[Bugs] [Bug 1433829] New: Nodeid changed due to write-behind option chagned online will lead to un-expected umount by kernel

Mon Mar 20 03:24:24 UTC 2017

https://bugzilla.redhat.com/show_bug.cgi?id=1433829

            Bug ID: 1433829
           Summary: Nodeid changed due to write-behind option chagned
                    online will lead to un-expected umount by kernel
           Product: GlusterFS
           Version: mainline
         Component: write-behind
          Severity: urgent
          Assignee: bugs at gluster.org
          Reporter: george.lian at nokia.com
                CC: bugs at gluster.org



Description of problem:

when we created some bind mount on the location which mounted by glusterfs, 
if we change the performance.write-behind option online, the bind mount will be
un-expected disappear, and the issue is permanent!
Version-Release number of selected component (if applicable):


How reproducible:


Steps to Reproduce:
1)    mkdir -p /mnt/log/node1/test1/test2; mkdir -p /mnt/log/node2/test1/test2
2)    mkdir -p /mnt/test1/test2
3)    mount –bind /mnt/log/node1/test1 /mnt/test1
4)    mount –bind /mnt/log/node2/test1/test2 /mnt/test1/test2  
5)    mount | cut -d " " -f 3|xargs stat
6)    gluster volume set log performance.write-behind on/off    check
/mnt/test1/test2 , could found this bind mount get lost


Actual results:
all mount point should be not lost.

Expected results:
bind mount get lost!

Additional info:

some investigation information by us FYI:)

We’ve consulted the linux kernel side guys, their explanations for this “bind
mount lost” issue is when kernel side do lookup or stat(), it will find the
nodeid has changed and trigger fuse_dentry_revalidate, and
fuse_dentry_relivalidate() fails for some dentry and invalidates it which leads
to unmounting.

   88.912262 |   0)    stat-437    |               |               
fuse_dentry_revalidate [fuse]() {
<...>
   88.912264 |   0)    stat-437    |               |                 
fuse_simple_request [fuse]() {
<...>
   88.921383 |   0)    stat-437    | # 9119.255 us |                  } /*
fuse_simple_request [fuse] */
   88.921383 |   0)    stat-437    |   0.093 us    |                  dput();
   88.921384 |   0)    stat-437    |               |                 
fuse_queue_forget [fuse]() {
<...>
   88.921427 |   0)    stat-437    | + 42.737 us   |                  }
   88.921427 |   0)    stat-437    | # 9164.967 us |                } /*
fuse_dentry_revalidate [fuse] */
   88.921427 |   0)    stat-437    |               |               
d_invalidate() {
   88.921427 |   0)    stat-437    |   0.048 us    |                 
_raw_spin_lock();
   88.921428 |   0)    stat-437    |               |                  d_walk()

#####

Description of the task.
Translate this sentence from the bug report into Spanish: "when we created some bind mount on the location which mounted by glusterfs, if we change the performance.write-behind option online, the bind mount will be un-expected disappear, and the issue is permanent!"

Information provided.

#####

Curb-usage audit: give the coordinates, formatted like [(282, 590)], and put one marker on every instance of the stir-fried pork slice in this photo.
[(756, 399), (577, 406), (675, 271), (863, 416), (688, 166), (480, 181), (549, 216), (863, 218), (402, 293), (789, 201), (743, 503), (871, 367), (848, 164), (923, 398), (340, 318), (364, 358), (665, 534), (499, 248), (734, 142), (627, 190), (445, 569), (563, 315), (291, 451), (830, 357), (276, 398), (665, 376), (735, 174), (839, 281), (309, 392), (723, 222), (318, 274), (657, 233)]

#####

Output for this exercise.
Cuando creamos algún montaje bind en la ubicación montada por glusterfs, si cambiamos la opción performance.write-behind en línea, el montaje bind desaparecerá de forma inesperada, ¡y el problema es permanente!